Exercise goal →
Each record, word for word and stripped of pictures, is what the answer should contain.

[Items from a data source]
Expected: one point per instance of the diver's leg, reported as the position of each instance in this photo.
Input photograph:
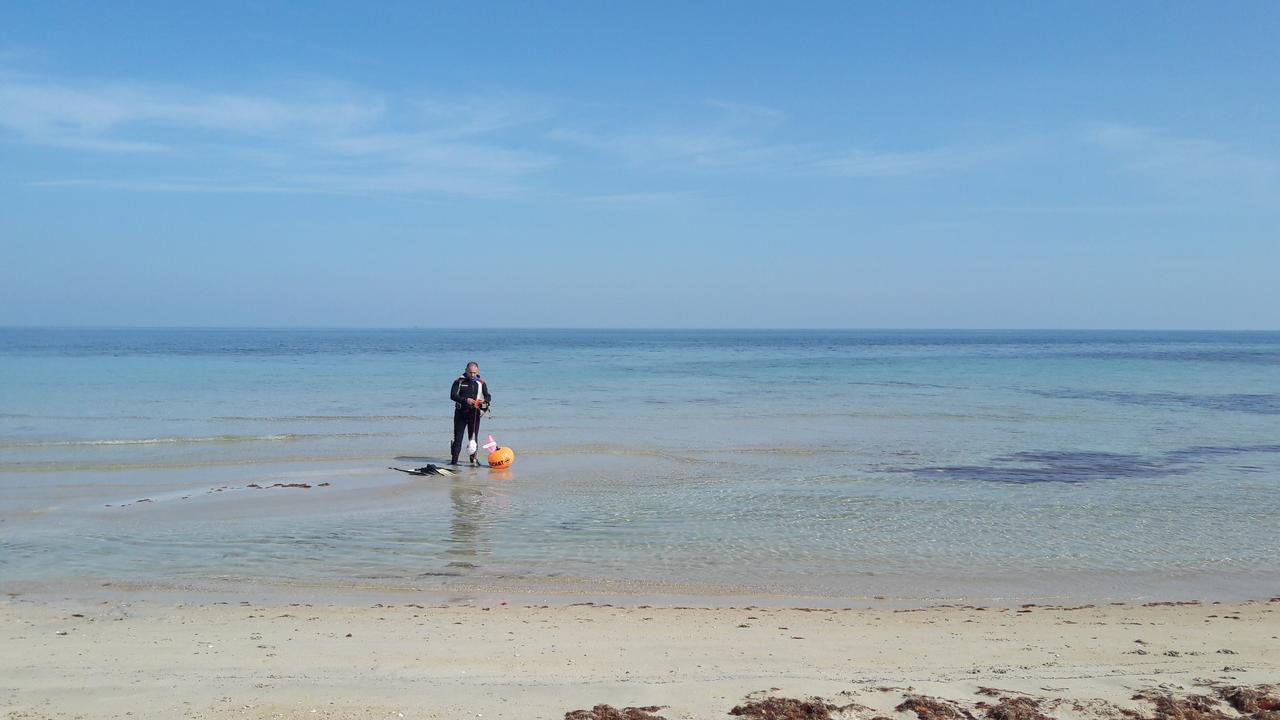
(474, 431)
(460, 428)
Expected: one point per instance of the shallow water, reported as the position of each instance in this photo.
(837, 464)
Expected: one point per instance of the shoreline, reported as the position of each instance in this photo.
(144, 657)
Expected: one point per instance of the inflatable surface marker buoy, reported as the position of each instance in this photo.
(501, 458)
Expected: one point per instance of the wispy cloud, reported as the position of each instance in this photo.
(1191, 164)
(744, 137)
(346, 141)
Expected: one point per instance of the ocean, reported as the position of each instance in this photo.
(844, 466)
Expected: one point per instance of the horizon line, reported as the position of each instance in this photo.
(629, 328)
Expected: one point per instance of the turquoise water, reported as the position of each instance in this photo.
(832, 464)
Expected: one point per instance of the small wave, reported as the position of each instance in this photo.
(58, 466)
(283, 437)
(319, 418)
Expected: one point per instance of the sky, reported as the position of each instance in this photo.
(739, 164)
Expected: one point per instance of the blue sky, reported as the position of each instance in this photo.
(657, 164)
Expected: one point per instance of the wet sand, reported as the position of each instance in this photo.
(156, 657)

Task solution →
Expected: one point per instance of the diver's leg, reported as the position of each instance in this photo.
Input photograph:
(474, 431)
(460, 428)
Expected: one point per instance of the shallow water, reported as the position of each instance in this photo.
(837, 464)
Expected: one point per instance of the shoreline, reported as the position of each instance in this photo.
(144, 657)
Expected: one point per instance of the inflatable surface marker buoy, reported as the position of each instance in this photo.
(501, 458)
Expected: one point per instance of the wispy cloud, reported as the position of each instance in this photo.
(1191, 164)
(744, 137)
(346, 141)
Expected: one point per instance of the ocean, reported as the position of each instance in this photo.
(844, 466)
Expected: one point per instance of the horizon line, reported as the position of each instance in this photo.
(629, 328)
Expected: one point per instance of the turquoise water, reported as the position of each instance in this photo.
(832, 464)
Expected: one point per instance of the small wave, reported as the position of each instance in this photo.
(58, 466)
(283, 437)
(319, 418)
Expected: one point per instance of the sky, reported as the position of each instance in this photo.
(739, 164)
Expected: one point per instance of the blue sky, reported as the position of each instance in this photo.
(657, 164)
Expected: one point per instance of the wet sand, reported as the position of each instance in this photo.
(156, 657)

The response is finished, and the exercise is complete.